■ **Exercise requirements**:
1: From the passage about Oprah, set down the part that opens with the words containing "I think Oprah, somehow, is" and closes with "at her ancestors.".
2: In the passage about Oprah, what does the writer look at to better understand what makes her tick?

■ **Source passage**:

I think Oprah, somehow, is as close to Everywoman as any human being has ever been, for white people and black people and just about every other shade of people, and for males as well as females. I wanted to know where that came from—what her family tree might tell us, if anything, about the source of this extraordinarily rare capacity for empathy and communication. Of course, there’s no way to know for sure. There never is. There are millions of biographies of famous people, and none explains its subject fully. Yet each can teach us something, bringing us, perhaps, just a little closer to an explanation that makes sense of how a hero becomes a hero. And that’s what I set out to do here: get a little closer to an understanding of what makes Oprah tick by looking at her ancestors.

■ **Stored data**:
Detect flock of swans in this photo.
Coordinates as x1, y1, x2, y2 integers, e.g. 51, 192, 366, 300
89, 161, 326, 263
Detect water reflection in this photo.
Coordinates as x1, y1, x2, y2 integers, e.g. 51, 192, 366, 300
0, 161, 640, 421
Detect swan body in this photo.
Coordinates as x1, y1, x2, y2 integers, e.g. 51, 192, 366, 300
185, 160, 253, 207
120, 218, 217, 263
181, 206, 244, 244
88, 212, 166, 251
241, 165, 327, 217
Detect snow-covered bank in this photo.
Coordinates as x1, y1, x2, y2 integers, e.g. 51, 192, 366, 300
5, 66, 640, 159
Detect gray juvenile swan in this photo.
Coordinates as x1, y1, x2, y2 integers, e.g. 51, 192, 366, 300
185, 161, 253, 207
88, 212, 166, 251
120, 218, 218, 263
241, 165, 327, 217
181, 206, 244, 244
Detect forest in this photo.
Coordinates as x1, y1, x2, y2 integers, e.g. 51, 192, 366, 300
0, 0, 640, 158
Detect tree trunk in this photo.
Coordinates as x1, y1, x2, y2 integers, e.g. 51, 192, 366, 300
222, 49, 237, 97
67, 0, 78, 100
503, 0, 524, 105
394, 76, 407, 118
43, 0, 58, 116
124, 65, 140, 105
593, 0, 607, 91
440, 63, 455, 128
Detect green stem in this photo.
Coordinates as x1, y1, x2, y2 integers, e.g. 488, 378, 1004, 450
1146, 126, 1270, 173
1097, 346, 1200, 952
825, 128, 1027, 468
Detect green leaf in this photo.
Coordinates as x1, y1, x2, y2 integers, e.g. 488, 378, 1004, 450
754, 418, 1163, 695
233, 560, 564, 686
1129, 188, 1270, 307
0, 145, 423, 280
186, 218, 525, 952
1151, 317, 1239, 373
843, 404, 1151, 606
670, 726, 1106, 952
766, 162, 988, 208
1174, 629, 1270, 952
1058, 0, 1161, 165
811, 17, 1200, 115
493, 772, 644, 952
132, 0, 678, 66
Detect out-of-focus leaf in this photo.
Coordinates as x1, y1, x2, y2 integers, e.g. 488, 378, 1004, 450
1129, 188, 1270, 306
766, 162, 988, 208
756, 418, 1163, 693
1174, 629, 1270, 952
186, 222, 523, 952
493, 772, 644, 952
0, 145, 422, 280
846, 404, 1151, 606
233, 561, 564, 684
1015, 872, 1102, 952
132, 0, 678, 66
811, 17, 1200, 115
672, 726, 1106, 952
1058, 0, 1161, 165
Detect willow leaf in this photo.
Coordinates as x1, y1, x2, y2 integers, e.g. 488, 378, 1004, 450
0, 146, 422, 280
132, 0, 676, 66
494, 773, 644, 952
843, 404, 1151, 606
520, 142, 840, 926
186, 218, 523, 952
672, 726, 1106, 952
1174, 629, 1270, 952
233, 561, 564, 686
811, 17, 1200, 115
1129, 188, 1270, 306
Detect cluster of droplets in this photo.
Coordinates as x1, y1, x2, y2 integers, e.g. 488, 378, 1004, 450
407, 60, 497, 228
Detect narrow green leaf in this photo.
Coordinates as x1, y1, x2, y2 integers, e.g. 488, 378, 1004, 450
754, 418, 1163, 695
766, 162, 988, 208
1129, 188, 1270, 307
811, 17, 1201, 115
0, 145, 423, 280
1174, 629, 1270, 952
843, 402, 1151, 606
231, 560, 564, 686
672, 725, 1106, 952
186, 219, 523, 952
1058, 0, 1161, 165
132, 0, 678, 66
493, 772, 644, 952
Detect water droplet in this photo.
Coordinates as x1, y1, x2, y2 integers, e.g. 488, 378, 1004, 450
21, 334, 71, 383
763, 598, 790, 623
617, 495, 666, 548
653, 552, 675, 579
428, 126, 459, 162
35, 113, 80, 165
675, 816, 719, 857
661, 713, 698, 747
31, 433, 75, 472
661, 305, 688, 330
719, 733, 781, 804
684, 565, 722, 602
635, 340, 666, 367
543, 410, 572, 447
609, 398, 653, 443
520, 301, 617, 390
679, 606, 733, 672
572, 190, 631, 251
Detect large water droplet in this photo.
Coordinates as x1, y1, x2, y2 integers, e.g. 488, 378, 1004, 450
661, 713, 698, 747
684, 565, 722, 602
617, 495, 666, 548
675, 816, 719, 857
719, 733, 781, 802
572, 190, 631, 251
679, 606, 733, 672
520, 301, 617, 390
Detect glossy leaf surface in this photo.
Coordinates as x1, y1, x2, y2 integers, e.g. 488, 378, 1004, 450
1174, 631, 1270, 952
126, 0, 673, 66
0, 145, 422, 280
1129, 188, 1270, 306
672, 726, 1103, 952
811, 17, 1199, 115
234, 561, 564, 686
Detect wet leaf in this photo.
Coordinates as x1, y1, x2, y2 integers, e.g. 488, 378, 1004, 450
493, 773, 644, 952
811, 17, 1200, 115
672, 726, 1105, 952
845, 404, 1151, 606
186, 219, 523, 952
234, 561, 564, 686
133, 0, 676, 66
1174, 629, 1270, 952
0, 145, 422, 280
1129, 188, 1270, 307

==

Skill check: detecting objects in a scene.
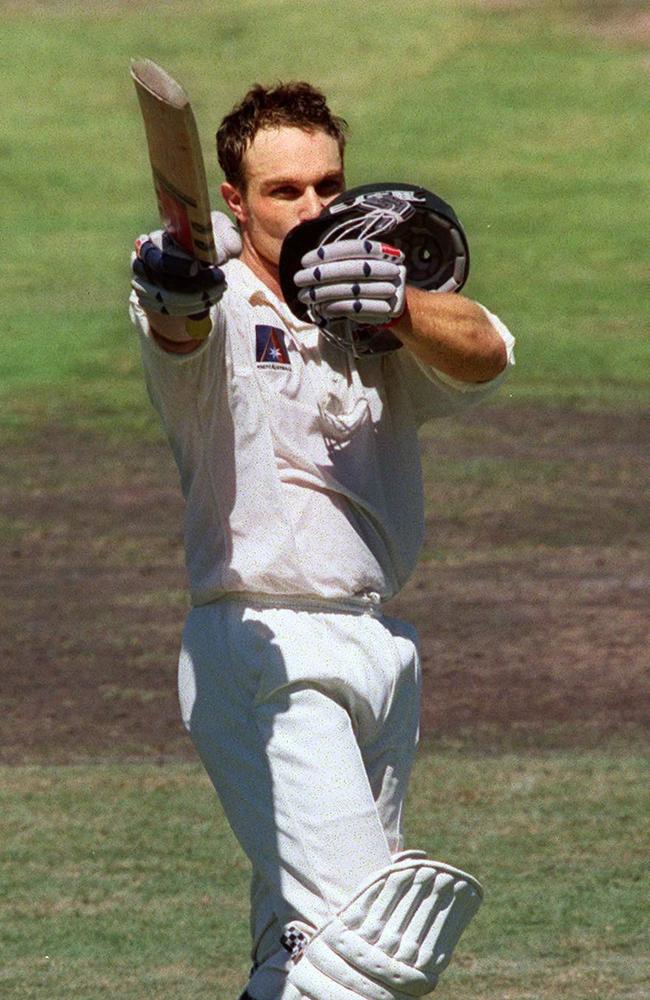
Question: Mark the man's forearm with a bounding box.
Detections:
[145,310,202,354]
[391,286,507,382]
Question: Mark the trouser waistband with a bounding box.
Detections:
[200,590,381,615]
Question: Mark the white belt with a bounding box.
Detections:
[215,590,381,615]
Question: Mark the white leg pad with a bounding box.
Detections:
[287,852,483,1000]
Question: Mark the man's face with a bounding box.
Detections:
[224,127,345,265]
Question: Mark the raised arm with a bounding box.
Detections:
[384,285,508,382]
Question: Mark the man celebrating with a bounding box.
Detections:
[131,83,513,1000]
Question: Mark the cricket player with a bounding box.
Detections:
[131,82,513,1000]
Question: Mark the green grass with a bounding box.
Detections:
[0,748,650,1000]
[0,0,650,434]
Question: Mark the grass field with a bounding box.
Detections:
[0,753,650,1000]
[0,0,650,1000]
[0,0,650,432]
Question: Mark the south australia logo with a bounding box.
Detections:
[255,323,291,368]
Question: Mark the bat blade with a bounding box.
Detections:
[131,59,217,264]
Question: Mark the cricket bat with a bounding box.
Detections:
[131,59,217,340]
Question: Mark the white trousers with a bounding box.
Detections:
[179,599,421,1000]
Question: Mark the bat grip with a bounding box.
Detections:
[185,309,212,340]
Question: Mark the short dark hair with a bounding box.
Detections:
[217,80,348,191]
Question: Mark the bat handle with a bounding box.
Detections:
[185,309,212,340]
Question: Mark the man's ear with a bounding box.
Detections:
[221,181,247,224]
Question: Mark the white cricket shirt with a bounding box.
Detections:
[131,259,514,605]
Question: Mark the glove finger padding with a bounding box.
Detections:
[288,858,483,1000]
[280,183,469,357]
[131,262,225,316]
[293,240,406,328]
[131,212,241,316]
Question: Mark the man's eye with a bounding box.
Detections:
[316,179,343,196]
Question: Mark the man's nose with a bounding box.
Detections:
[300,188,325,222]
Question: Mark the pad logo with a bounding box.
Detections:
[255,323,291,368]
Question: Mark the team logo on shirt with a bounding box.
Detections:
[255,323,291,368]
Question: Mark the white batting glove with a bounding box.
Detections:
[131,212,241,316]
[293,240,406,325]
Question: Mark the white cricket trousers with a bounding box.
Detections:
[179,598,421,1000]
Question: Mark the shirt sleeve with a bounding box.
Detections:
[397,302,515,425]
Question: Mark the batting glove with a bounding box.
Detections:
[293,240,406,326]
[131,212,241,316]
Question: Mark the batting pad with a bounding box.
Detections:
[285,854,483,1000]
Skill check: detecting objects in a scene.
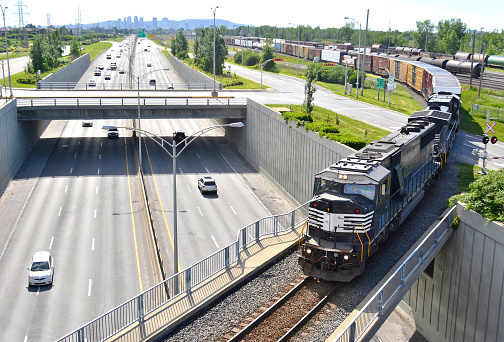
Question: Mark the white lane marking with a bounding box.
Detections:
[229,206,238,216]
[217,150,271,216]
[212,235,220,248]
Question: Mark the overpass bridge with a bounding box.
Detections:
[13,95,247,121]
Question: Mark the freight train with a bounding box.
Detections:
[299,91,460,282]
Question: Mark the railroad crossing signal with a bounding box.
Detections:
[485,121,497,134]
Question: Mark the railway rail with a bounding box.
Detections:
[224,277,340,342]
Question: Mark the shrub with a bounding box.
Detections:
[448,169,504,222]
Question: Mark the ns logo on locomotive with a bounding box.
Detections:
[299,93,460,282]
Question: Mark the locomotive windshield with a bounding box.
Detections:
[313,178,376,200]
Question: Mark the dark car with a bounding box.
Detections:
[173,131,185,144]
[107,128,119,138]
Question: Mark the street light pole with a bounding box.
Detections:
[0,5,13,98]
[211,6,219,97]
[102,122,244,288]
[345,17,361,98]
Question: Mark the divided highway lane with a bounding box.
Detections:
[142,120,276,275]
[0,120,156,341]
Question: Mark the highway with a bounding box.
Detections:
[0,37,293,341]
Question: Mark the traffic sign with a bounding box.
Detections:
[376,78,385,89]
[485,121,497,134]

■ **Responses by item number**:
1:
I think Oprah, somehow, is as close to Everywoman as any human being has ever been, for white people and black people and just about every other shade of people, and for males as well as females. I wanted to know where that came from—what her family tree might tell us, if anything, about the source of this extraordinarily rare capacity for empathy and communication. Of course, there’s no way to know for sure. There never is. There are millions of biographies of famous people, and none explains its subject fully. Yet each can teach us something, bringing us, perhaps, just a little closer to an explanation that makes sense of how a hero becomes a hero. And that’s what I set out to do here: get a little closer to an understanding of what makes Oprah tick by looking at her ancestors.

2: Her ancestors.